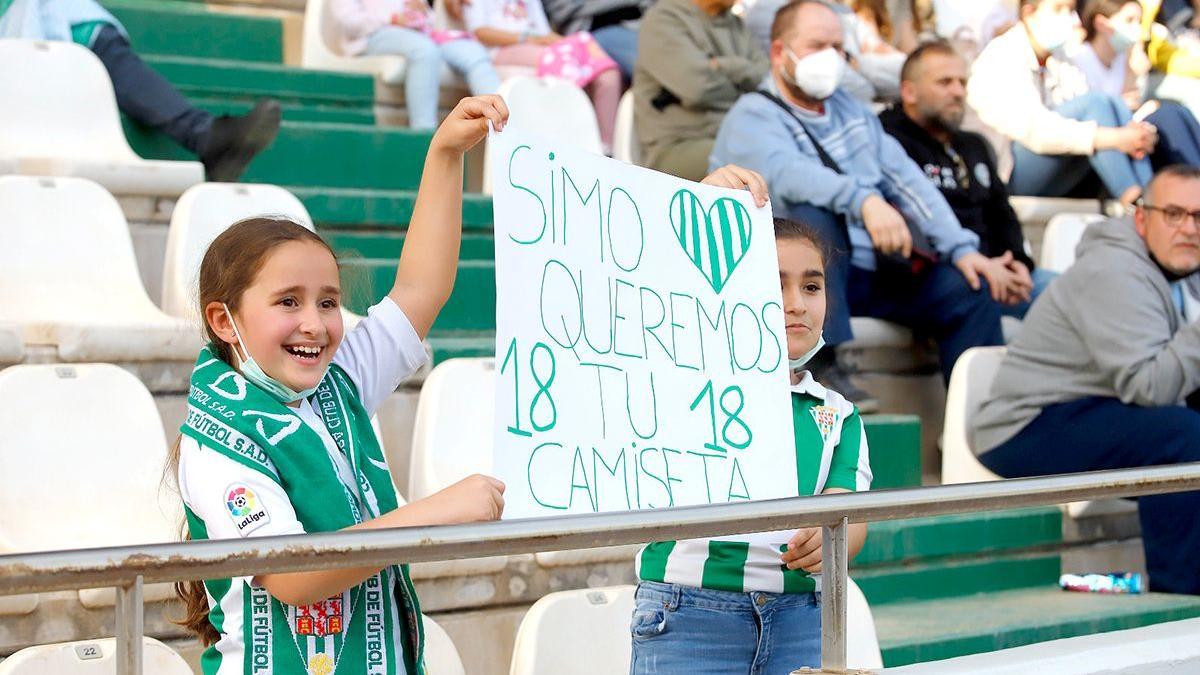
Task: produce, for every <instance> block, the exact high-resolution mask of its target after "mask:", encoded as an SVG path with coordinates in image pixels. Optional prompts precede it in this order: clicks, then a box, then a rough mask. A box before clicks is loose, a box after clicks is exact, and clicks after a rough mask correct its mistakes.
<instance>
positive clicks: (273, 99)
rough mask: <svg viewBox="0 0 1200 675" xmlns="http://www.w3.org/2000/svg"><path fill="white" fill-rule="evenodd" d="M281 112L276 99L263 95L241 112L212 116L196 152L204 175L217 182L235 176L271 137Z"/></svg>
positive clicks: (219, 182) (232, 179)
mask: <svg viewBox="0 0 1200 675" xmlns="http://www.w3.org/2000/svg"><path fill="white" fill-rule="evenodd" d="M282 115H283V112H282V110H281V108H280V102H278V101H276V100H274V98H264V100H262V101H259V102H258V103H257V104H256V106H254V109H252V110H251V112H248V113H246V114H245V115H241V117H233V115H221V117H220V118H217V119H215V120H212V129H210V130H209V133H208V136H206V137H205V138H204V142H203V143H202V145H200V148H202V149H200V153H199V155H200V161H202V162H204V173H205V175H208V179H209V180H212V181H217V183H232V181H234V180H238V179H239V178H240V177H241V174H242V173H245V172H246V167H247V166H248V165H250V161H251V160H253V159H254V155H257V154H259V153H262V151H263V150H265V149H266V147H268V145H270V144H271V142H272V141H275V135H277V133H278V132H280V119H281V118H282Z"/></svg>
********************
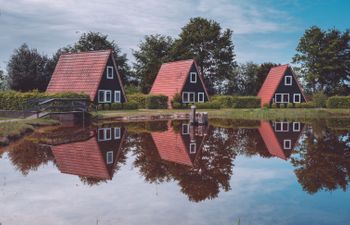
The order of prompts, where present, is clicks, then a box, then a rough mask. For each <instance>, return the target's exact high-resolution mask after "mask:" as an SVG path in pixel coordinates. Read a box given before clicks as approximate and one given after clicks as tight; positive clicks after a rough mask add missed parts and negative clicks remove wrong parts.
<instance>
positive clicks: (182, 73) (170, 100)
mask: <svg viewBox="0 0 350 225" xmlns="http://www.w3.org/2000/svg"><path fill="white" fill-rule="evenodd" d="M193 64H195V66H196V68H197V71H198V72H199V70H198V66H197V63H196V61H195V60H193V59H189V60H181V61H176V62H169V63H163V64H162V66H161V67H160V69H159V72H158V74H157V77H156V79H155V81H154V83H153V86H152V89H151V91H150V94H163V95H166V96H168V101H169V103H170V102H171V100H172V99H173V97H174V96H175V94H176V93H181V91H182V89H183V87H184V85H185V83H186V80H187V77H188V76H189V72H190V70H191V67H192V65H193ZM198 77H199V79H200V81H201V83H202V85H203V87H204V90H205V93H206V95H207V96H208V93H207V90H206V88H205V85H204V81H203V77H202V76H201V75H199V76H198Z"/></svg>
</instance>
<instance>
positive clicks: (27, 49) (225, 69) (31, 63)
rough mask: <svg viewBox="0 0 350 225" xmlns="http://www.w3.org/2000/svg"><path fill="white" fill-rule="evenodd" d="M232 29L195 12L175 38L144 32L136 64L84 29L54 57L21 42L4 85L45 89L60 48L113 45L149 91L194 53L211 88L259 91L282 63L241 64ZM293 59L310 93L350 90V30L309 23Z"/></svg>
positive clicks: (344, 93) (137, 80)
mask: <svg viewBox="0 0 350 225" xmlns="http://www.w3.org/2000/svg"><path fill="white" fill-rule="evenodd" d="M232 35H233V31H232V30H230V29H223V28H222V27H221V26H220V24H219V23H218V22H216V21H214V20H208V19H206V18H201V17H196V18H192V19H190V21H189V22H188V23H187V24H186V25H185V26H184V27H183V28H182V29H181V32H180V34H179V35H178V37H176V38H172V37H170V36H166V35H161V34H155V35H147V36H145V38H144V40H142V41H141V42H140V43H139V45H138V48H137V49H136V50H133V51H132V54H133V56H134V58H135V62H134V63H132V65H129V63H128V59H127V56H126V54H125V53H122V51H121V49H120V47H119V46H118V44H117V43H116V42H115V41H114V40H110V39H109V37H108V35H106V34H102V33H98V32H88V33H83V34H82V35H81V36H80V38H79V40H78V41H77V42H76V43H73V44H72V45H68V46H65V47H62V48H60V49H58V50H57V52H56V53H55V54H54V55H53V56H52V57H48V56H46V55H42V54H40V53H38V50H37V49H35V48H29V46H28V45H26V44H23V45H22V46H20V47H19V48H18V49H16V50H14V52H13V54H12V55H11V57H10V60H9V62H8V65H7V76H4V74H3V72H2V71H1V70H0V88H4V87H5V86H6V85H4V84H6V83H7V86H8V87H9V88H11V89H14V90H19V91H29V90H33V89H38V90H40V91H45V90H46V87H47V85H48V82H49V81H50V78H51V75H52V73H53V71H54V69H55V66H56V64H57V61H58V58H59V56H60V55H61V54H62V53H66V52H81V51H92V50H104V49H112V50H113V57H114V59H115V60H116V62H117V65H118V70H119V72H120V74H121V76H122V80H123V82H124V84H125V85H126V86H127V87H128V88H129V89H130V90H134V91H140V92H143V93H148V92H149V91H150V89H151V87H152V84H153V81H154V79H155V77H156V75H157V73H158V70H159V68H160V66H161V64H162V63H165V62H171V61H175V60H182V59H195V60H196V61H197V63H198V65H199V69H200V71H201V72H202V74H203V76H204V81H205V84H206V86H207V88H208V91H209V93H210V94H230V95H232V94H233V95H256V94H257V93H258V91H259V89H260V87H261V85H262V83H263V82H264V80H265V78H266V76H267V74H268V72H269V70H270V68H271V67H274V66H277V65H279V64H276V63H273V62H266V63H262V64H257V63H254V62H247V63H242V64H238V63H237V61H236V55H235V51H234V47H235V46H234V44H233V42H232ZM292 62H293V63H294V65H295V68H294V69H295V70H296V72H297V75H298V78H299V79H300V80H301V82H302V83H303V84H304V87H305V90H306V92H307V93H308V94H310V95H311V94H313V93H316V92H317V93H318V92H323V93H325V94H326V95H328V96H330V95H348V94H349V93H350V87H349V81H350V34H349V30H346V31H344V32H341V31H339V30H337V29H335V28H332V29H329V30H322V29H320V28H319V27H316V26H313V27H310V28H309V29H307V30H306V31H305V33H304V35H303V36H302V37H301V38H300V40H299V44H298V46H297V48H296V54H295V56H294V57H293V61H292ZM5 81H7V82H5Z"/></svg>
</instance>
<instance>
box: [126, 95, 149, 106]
********************
Task item -> Once the line with "positive clicks: (182, 73) (170, 100)" is found in the records above, print exactly that line and every line after it through the line with "29L195 12L175 38L144".

Task response ->
positive clicks: (182, 73) (170, 100)
mask: <svg viewBox="0 0 350 225" xmlns="http://www.w3.org/2000/svg"><path fill="white" fill-rule="evenodd" d="M193 64H195V66H196V68H197V71H198V72H199V70H198V66H197V63H196V61H195V60H193V59H189V60H181V61H176V62H169V63H163V64H162V66H161V67H160V69H159V72H158V74H157V77H156V79H155V81H154V83H153V86H152V89H151V91H150V94H163V95H166V96H168V101H169V103H170V102H171V100H172V99H173V97H174V96H175V94H176V93H181V91H182V89H183V87H184V85H185V83H186V80H187V77H188V76H189V72H190V70H191V67H192V65H193ZM198 77H199V79H200V81H201V83H202V85H203V87H204V90H205V93H206V95H207V96H208V93H207V90H206V88H205V85H204V81H203V77H202V76H201V75H199V76H198Z"/></svg>
</instance>
<instance>
positive clicks: (27, 49) (225, 69) (31, 63)
rough mask: <svg viewBox="0 0 350 225" xmlns="http://www.w3.org/2000/svg"><path fill="white" fill-rule="evenodd" d="M232 29L195 12L175 38L144 32L136 64L84 29L54 57L21 42L4 85L45 89L60 48L113 45L149 91L194 53L211 88L259 91L282 63L241 64ZM293 59L310 93L350 90V30L309 23Z"/></svg>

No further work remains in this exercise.